→ **Work instruction**:
Look through the lines below and copy each one that includes "bush".

→ **Dataset entries**:

▬▬▬

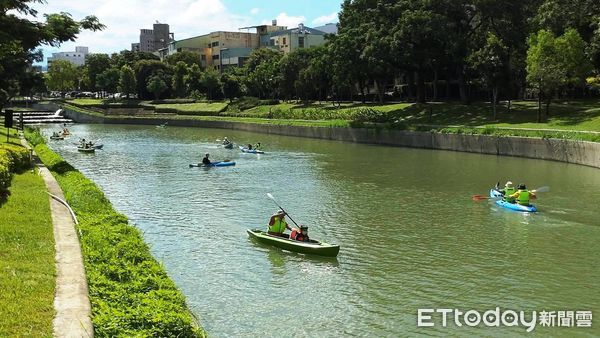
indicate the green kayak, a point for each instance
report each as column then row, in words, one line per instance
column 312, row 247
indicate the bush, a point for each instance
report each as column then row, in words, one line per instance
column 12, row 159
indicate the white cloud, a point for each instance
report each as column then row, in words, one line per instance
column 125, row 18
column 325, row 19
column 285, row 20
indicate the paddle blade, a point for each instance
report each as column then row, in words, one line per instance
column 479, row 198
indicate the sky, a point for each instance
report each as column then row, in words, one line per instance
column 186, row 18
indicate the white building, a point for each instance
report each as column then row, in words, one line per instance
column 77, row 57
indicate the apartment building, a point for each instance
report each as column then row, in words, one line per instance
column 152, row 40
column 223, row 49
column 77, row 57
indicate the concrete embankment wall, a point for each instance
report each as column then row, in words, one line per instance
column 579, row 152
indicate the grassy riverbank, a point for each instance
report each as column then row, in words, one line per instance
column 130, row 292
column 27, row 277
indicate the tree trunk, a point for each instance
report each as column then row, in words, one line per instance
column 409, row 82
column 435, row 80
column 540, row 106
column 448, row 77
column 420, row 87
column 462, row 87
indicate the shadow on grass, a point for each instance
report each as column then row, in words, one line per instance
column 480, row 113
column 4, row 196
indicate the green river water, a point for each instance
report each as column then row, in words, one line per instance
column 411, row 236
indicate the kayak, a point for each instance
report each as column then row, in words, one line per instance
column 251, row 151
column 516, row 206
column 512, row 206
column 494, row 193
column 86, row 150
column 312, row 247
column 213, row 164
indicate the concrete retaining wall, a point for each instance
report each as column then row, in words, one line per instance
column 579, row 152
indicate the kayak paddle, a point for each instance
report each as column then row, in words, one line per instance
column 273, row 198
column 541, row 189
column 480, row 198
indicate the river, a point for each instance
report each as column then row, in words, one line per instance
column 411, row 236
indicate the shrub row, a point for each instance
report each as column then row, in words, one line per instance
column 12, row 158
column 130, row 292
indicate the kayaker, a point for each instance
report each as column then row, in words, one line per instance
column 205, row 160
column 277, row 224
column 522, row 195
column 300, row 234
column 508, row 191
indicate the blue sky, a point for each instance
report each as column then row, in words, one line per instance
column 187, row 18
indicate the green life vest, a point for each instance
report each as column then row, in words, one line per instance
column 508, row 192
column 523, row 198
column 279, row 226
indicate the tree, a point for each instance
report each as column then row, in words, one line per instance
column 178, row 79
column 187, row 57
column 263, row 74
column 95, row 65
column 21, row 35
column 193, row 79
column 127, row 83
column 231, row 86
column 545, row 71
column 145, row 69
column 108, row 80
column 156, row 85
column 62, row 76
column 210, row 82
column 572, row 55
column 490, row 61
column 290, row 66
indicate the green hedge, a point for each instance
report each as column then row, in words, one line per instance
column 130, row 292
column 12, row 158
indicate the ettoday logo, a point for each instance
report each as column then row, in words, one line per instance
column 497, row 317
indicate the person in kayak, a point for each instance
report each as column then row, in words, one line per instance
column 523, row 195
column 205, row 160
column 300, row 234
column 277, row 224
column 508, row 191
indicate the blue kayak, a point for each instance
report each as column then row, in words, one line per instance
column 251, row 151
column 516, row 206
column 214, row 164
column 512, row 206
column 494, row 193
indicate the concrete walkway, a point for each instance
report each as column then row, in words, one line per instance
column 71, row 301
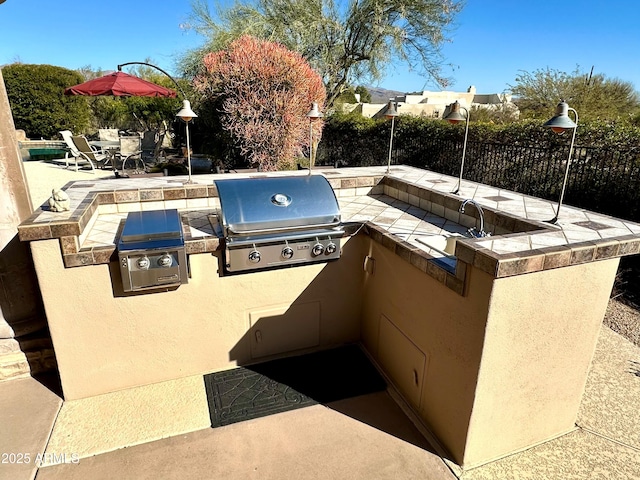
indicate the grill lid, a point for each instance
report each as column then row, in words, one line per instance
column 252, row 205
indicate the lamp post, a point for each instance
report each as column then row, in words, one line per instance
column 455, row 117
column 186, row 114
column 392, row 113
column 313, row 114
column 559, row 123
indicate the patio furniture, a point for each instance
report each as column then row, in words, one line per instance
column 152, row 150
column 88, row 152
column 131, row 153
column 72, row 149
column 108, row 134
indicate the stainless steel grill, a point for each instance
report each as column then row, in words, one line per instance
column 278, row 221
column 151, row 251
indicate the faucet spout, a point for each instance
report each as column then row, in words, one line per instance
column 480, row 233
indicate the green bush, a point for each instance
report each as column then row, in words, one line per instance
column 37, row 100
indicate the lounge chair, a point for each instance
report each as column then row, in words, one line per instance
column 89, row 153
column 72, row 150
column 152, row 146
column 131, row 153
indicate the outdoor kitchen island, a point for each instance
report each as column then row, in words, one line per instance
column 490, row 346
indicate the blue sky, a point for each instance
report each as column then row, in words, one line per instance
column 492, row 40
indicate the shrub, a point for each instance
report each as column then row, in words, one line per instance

▬▬▬

→ **Final answer**:
indicate the bush, a point for each instance
indicate the green bush, a point for each instance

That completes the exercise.